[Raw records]
####

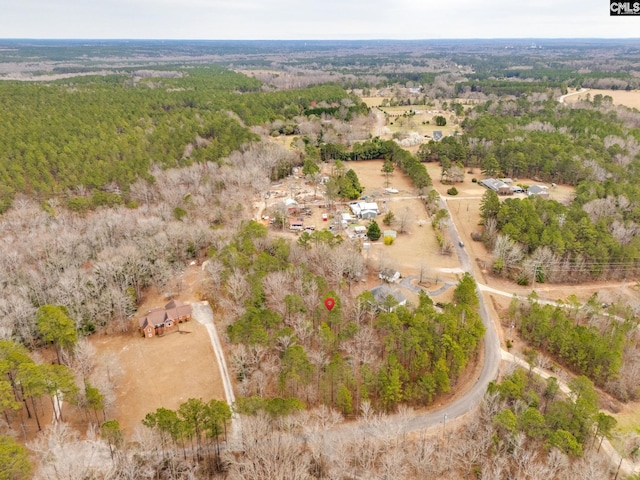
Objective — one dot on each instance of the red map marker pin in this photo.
(329, 303)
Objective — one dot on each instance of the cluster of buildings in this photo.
(505, 186)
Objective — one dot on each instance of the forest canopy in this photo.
(104, 132)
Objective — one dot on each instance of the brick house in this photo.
(162, 320)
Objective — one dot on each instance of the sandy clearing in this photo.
(162, 371)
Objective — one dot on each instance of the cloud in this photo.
(288, 19)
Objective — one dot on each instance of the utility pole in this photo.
(444, 426)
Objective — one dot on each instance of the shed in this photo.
(382, 293)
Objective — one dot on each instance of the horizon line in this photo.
(373, 39)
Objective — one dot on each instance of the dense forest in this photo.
(357, 353)
(99, 134)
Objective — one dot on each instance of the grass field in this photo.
(629, 99)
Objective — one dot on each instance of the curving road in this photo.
(492, 352)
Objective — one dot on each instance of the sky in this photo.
(312, 20)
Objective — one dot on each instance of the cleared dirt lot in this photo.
(161, 371)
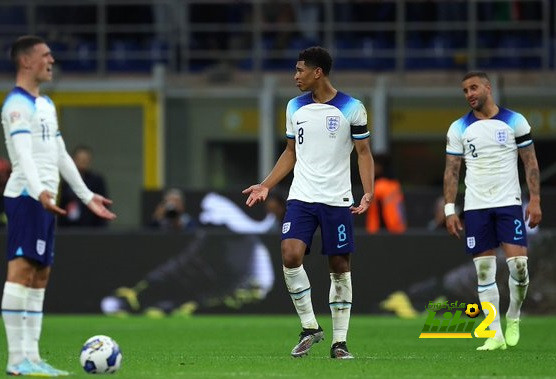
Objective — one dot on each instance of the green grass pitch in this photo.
(258, 347)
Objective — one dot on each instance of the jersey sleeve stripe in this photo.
(20, 131)
(523, 138)
(525, 144)
(361, 136)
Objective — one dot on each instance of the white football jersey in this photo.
(324, 134)
(489, 148)
(24, 113)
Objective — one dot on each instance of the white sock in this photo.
(13, 313)
(299, 288)
(488, 290)
(340, 305)
(518, 283)
(32, 332)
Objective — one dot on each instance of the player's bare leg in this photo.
(340, 299)
(299, 287)
(485, 265)
(518, 283)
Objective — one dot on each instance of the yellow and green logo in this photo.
(453, 325)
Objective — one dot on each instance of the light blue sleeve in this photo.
(454, 142)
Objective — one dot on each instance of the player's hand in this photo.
(49, 203)
(257, 193)
(533, 213)
(98, 204)
(453, 225)
(363, 205)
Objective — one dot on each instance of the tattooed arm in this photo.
(533, 211)
(451, 179)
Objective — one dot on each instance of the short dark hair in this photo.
(22, 45)
(317, 56)
(478, 74)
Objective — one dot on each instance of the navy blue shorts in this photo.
(336, 224)
(30, 230)
(485, 229)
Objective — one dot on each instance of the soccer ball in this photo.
(100, 355)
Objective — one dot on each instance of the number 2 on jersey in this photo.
(300, 136)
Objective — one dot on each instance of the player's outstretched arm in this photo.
(98, 204)
(451, 179)
(259, 192)
(533, 211)
(49, 203)
(367, 173)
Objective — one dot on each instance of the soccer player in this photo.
(38, 155)
(489, 138)
(322, 127)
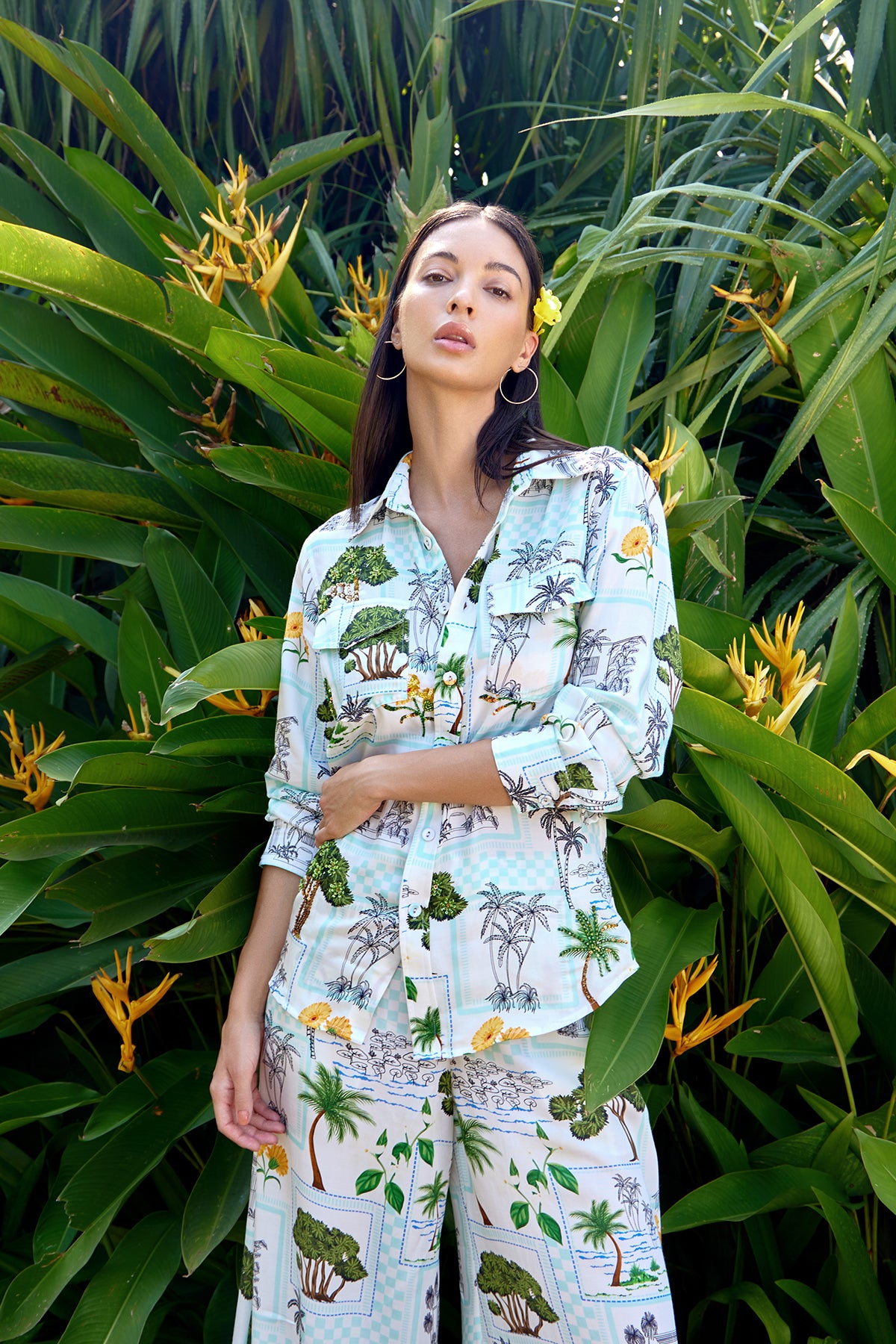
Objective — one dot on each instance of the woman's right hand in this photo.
(240, 1112)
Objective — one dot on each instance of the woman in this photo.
(435, 924)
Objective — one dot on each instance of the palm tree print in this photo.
(339, 1107)
(426, 1030)
(509, 927)
(449, 678)
(600, 1225)
(430, 1199)
(472, 1135)
(593, 941)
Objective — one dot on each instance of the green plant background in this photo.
(675, 148)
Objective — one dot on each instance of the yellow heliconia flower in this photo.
(684, 987)
(34, 785)
(124, 1011)
(487, 1034)
(314, 1015)
(368, 308)
(546, 311)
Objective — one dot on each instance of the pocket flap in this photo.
(544, 591)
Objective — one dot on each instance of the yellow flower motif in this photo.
(314, 1015)
(687, 984)
(124, 1011)
(340, 1027)
(487, 1034)
(514, 1034)
(546, 311)
(34, 785)
(635, 542)
(277, 1159)
(368, 307)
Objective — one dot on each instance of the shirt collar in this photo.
(396, 497)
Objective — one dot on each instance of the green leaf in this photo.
(119, 1300)
(134, 1149)
(70, 618)
(859, 1295)
(628, 1030)
(394, 1196)
(220, 922)
(46, 974)
(563, 1176)
(246, 667)
(30, 1104)
(368, 1180)
(66, 531)
(874, 538)
(739, 1195)
(879, 1156)
(215, 1202)
(143, 659)
(519, 1214)
(679, 826)
(312, 484)
(550, 1228)
(793, 885)
(222, 735)
(620, 344)
(111, 818)
(797, 774)
(788, 1041)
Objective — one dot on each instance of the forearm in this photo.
(262, 948)
(464, 774)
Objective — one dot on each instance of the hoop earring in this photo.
(527, 370)
(391, 378)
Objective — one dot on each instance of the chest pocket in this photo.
(361, 648)
(534, 631)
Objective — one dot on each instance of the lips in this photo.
(455, 335)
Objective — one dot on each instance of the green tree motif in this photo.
(430, 1199)
(668, 650)
(449, 678)
(375, 638)
(519, 1298)
(445, 903)
(600, 1225)
(327, 873)
(426, 1030)
(473, 1137)
(585, 1122)
(591, 941)
(326, 1254)
(340, 1107)
(355, 566)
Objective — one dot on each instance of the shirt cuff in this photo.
(558, 764)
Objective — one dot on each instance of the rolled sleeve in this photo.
(613, 718)
(293, 774)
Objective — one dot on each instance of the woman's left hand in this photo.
(348, 797)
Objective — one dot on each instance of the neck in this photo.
(445, 425)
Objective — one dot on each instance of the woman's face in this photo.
(464, 315)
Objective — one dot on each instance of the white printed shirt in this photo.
(559, 645)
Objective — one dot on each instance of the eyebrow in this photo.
(489, 265)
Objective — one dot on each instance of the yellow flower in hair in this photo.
(546, 311)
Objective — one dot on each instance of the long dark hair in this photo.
(382, 432)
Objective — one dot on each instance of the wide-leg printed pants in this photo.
(556, 1207)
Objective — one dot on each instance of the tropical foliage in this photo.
(723, 243)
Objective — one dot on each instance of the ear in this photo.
(529, 347)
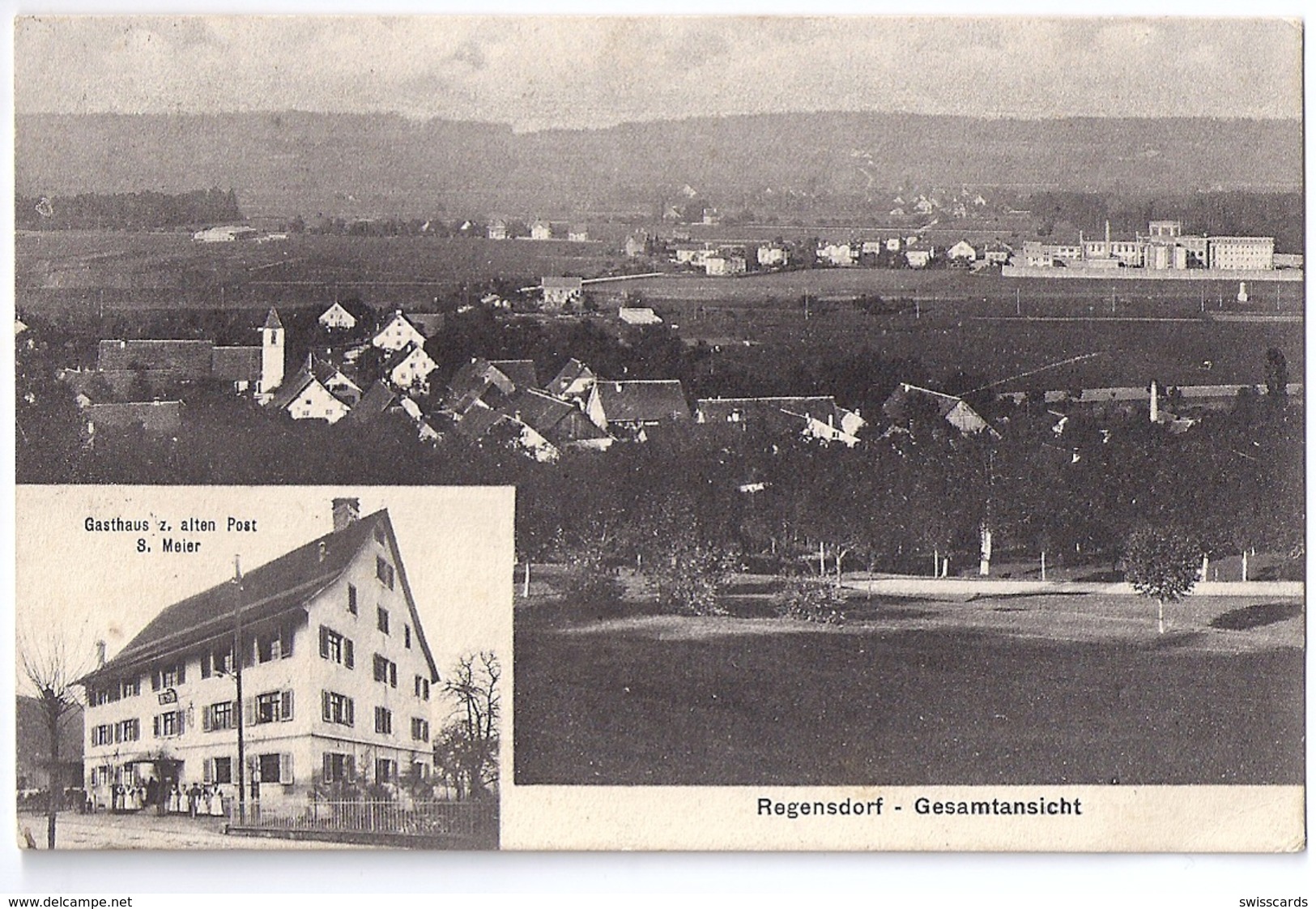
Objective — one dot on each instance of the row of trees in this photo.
(126, 211)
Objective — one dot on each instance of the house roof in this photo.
(291, 387)
(573, 372)
(270, 591)
(185, 357)
(642, 401)
(522, 372)
(372, 405)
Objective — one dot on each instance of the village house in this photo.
(962, 250)
(560, 292)
(410, 369)
(724, 265)
(629, 408)
(337, 679)
(952, 408)
(398, 334)
(337, 318)
(170, 362)
(812, 416)
(309, 397)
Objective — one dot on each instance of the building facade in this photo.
(336, 673)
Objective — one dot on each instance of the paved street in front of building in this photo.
(170, 831)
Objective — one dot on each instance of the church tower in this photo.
(271, 353)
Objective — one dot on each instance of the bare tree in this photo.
(466, 750)
(52, 665)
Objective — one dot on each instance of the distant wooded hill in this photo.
(387, 165)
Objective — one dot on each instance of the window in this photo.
(221, 770)
(168, 725)
(170, 676)
(339, 768)
(217, 717)
(274, 644)
(334, 647)
(273, 708)
(385, 671)
(337, 709)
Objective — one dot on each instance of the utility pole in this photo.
(237, 677)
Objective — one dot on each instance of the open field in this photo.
(915, 690)
(978, 323)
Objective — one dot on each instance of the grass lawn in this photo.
(993, 690)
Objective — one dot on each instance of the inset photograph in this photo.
(249, 668)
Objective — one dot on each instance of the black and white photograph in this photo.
(905, 414)
(261, 668)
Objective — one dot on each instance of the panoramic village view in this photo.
(849, 446)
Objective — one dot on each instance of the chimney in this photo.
(345, 511)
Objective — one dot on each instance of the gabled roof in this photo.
(653, 401)
(267, 591)
(570, 374)
(291, 387)
(372, 405)
(473, 381)
(522, 372)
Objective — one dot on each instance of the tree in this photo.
(466, 749)
(52, 669)
(1162, 563)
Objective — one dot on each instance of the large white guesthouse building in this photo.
(337, 679)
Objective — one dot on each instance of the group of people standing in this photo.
(195, 800)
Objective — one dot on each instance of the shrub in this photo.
(808, 601)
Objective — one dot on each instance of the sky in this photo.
(537, 73)
(456, 544)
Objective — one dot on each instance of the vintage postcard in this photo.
(250, 668)
(905, 420)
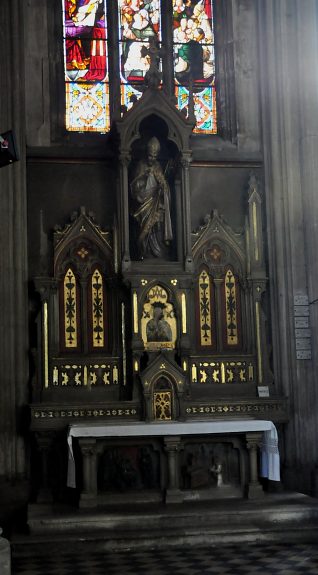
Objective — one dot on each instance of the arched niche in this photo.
(154, 116)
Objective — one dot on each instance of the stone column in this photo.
(45, 443)
(172, 447)
(88, 496)
(5, 556)
(288, 34)
(13, 250)
(255, 489)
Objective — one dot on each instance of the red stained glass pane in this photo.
(85, 65)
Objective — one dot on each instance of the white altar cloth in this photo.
(270, 465)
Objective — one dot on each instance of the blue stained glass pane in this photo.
(87, 107)
(204, 108)
(129, 95)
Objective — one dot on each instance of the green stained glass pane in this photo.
(139, 22)
(194, 60)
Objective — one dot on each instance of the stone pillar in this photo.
(255, 489)
(13, 249)
(5, 556)
(288, 34)
(172, 447)
(45, 444)
(89, 453)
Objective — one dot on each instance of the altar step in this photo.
(283, 518)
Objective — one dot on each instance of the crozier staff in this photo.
(151, 193)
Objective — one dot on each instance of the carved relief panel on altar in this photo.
(158, 321)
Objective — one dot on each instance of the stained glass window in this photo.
(231, 299)
(70, 311)
(194, 61)
(87, 57)
(139, 29)
(97, 305)
(85, 65)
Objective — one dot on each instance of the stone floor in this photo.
(246, 559)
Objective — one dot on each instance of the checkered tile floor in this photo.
(229, 560)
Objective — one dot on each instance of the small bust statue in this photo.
(216, 470)
(151, 195)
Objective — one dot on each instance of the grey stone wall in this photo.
(13, 251)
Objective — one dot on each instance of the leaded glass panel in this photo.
(139, 24)
(194, 60)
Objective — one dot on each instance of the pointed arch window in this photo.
(97, 311)
(70, 313)
(206, 311)
(231, 311)
(116, 39)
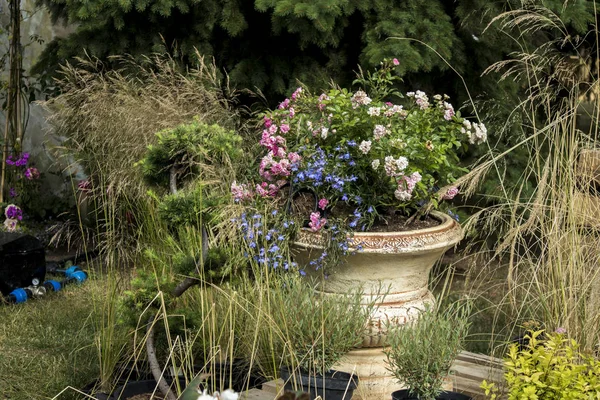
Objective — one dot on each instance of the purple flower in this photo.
(32, 173)
(316, 222)
(13, 212)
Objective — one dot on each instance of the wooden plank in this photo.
(480, 359)
(476, 371)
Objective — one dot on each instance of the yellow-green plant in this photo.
(549, 367)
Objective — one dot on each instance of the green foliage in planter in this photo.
(549, 367)
(319, 329)
(421, 353)
(192, 149)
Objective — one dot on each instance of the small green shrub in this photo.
(192, 149)
(421, 353)
(550, 367)
(319, 328)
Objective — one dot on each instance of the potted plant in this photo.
(421, 353)
(368, 170)
(317, 331)
(368, 174)
(548, 366)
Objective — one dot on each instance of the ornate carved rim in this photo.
(444, 235)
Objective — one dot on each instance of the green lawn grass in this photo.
(47, 345)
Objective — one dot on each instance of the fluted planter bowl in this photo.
(395, 263)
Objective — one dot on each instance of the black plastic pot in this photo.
(334, 385)
(405, 395)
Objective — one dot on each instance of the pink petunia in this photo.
(453, 191)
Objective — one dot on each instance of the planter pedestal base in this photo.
(376, 382)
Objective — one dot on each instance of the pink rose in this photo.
(323, 203)
(453, 191)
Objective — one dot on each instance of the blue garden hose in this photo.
(52, 285)
(73, 274)
(18, 296)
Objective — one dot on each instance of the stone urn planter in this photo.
(396, 263)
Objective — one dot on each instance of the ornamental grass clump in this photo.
(371, 152)
(421, 353)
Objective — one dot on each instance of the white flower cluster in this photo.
(394, 167)
(420, 98)
(448, 111)
(380, 131)
(360, 98)
(365, 146)
(225, 395)
(406, 185)
(477, 132)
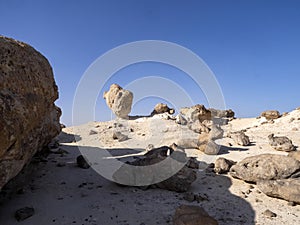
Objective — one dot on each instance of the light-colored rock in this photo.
(270, 114)
(162, 108)
(29, 119)
(240, 138)
(198, 127)
(281, 143)
(265, 167)
(223, 165)
(178, 182)
(119, 100)
(179, 119)
(295, 155)
(287, 189)
(196, 112)
(222, 113)
(192, 215)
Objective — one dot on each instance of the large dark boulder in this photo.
(29, 118)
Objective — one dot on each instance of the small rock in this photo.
(223, 165)
(82, 163)
(240, 138)
(269, 213)
(61, 164)
(281, 143)
(92, 132)
(270, 114)
(189, 196)
(119, 136)
(24, 213)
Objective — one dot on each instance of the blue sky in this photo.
(253, 47)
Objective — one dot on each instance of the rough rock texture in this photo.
(222, 113)
(270, 114)
(192, 215)
(196, 112)
(162, 108)
(295, 155)
(240, 138)
(29, 119)
(179, 182)
(265, 167)
(119, 100)
(287, 189)
(223, 165)
(198, 127)
(281, 143)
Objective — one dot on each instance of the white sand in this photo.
(55, 194)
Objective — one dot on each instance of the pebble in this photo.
(24, 213)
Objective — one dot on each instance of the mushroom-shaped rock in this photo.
(119, 100)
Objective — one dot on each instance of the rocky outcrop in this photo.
(192, 215)
(265, 167)
(281, 143)
(29, 119)
(287, 189)
(223, 165)
(295, 155)
(196, 112)
(179, 181)
(119, 100)
(270, 114)
(162, 108)
(222, 113)
(240, 138)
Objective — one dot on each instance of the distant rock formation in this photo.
(265, 167)
(29, 119)
(196, 112)
(162, 108)
(281, 143)
(270, 114)
(119, 100)
(222, 113)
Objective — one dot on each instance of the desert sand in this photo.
(62, 193)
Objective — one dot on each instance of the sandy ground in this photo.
(63, 193)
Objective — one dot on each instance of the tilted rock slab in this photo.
(29, 119)
(265, 167)
(287, 189)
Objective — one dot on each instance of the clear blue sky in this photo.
(253, 47)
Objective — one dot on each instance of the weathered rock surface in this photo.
(198, 127)
(240, 138)
(265, 167)
(223, 165)
(134, 173)
(192, 215)
(162, 108)
(270, 114)
(281, 143)
(287, 189)
(119, 100)
(196, 112)
(29, 119)
(222, 113)
(295, 155)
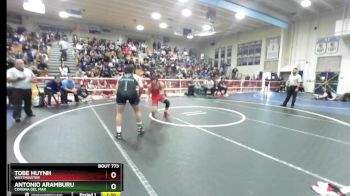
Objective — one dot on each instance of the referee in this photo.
(127, 92)
(293, 85)
(20, 79)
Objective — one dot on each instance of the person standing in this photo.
(52, 88)
(68, 86)
(157, 89)
(127, 91)
(21, 79)
(293, 84)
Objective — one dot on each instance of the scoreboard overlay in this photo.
(52, 179)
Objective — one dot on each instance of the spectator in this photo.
(80, 73)
(68, 86)
(106, 70)
(64, 47)
(21, 83)
(64, 70)
(234, 73)
(52, 88)
(82, 93)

####

* _Short task_: Copy the entries word for word from the line containing "Objective — one dot on each instance of the desert" through the last line of the entries, keeping both ends. Omit the pictures from your copy.

* _Solution to this problem_:
Objective — one dot on each instance of the desert sand in this photo.
(62, 193)
Objective — one dot on each instance of the sandy ground in this photo.
(63, 193)
Objective — one dot on each instance of the tilted rock slab in this photo.
(29, 119)
(265, 167)
(287, 189)
Objective — one dot on each instance of the clear blue sky in this photo.
(253, 47)
Objective — one dot on each instance of the weathered rock surface in this photo.
(198, 127)
(240, 138)
(265, 167)
(223, 165)
(134, 173)
(192, 215)
(162, 108)
(270, 114)
(281, 143)
(287, 189)
(119, 100)
(196, 112)
(29, 119)
(222, 113)
(295, 155)
Objective — one dot on each instance of the referee in this photo.
(127, 92)
(293, 85)
(20, 79)
Objective — one dot on each instance of the person standing in this photo.
(52, 88)
(68, 86)
(157, 89)
(127, 91)
(21, 79)
(293, 84)
Objective — one dot on each instance of the scoreboard overlay in this photo.
(52, 179)
Objective — one dot on each instance of the spectator in this photo.
(80, 73)
(68, 86)
(106, 70)
(64, 47)
(21, 83)
(64, 70)
(234, 73)
(52, 88)
(82, 93)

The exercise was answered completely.